» **Exercise brief**
Look below for the line with "As a warehouse robot's perception module, locate car roof", then give it again exactly, along with every line that comes after it, the final line included.

____

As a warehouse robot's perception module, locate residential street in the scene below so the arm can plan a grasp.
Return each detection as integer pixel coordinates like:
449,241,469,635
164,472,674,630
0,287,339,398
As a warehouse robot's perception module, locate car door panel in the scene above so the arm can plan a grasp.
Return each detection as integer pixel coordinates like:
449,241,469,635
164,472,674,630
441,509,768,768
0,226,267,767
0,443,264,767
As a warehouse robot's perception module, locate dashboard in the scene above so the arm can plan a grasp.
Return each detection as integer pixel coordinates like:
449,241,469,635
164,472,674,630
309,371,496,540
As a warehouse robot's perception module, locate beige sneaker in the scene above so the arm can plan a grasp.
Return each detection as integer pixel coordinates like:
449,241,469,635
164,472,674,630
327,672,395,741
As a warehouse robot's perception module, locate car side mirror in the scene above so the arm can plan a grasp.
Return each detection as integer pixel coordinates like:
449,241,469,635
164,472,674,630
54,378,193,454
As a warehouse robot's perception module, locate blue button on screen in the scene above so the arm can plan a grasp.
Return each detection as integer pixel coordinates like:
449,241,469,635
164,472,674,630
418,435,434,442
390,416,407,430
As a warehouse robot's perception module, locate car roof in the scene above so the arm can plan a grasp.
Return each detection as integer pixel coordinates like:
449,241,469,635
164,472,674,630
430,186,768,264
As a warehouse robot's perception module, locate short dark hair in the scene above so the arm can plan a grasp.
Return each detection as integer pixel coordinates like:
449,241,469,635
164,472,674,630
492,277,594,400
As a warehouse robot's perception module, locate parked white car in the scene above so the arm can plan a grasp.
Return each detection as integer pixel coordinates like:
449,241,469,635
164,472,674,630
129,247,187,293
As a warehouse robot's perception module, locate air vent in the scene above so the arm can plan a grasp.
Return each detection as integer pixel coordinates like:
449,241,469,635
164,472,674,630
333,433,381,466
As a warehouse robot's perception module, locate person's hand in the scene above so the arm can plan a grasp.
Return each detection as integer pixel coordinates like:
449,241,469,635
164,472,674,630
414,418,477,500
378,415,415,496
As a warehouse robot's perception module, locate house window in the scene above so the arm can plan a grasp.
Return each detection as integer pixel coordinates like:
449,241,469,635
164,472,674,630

____

» **Task response**
As a warehouse robot's perception module, locate car roof in the scene above so the arm can plan a grasp.
Return each detection as integer pixel coordinates like:
449,241,469,635
164,472,674,630
430,186,768,264
As a warehouse robot's perception module, locate short dark hair in the scene above so the arm can plan a grasp.
Return each detection as integer pixel coordinates like:
449,241,469,635
164,472,674,630
492,277,594,400
As a warehouse robot's perception module, locate parked white car in the scene above so the arm can plan a grasp.
Return each detection as integer pixel coordinates like:
449,241,469,635
164,472,674,630
129,247,187,293
As a warehouse robot's perception module, locate air vent in the scene above so the arm can plan a grasp.
Return each detection as integer pixel coordinates like:
449,241,469,635
164,472,674,630
333,433,381,466
As a warehouse robot's perception module, locate person's hand in the scene above so the arm can plan a grasp.
Return each detection as integer pixel coordinates like:
449,241,469,635
164,472,674,630
414,418,477,500
378,415,415,496
As a warehouse robot's perception module, locate house window in the scene above so the arm can plan a grasp.
Return each detection as integer pixel coordinates like:
449,241,469,635
164,472,674,630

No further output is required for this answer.